Work to be completed | Could you substitute "rooftop solar installation" for "solar panel array" throughout the rows below, change nothing else, and leave the pictures out of your version?

== Data to process ==

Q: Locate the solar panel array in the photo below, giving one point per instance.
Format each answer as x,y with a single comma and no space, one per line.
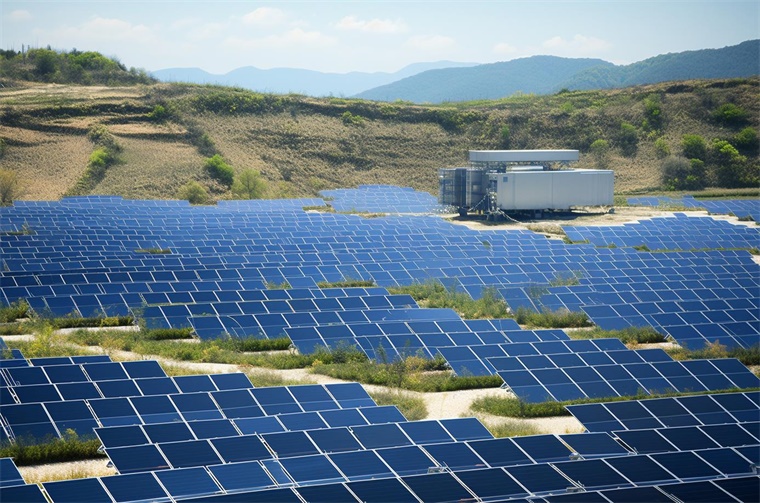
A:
383,199
333,443
80,255
741,208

===

Written response |
Q: Locate the rooftop solar installation in the photo below, giving one point per instance.
Format each answer as x,y with a single comma and no space, one per line.
A:
383,199
333,443
80,255
741,208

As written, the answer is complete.